▸ **ACTIVITY**:
Some lines in the listing below may include the string "leaf". How many are there? Give only the number.

Segment Start: RECORDS FOR THE TASK

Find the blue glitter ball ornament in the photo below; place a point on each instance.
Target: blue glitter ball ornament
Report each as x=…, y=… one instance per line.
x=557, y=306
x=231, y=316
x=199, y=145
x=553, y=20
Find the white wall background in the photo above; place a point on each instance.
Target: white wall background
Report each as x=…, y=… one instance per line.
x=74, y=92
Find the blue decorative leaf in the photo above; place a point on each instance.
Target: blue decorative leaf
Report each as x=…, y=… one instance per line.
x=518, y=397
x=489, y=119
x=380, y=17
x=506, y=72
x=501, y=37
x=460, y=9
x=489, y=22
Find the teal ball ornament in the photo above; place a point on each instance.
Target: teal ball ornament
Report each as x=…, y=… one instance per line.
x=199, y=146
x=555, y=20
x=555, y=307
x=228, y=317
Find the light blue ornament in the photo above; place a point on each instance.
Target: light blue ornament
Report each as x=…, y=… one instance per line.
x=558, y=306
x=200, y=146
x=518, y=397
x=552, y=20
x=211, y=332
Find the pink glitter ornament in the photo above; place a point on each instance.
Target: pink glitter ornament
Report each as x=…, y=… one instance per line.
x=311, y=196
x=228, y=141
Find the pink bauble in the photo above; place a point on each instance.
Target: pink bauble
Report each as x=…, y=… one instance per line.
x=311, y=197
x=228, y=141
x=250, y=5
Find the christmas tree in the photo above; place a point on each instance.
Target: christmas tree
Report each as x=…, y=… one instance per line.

Segment End: RECORDS FOR THE TASK

▸ **EXPECTED ANSWER**:
2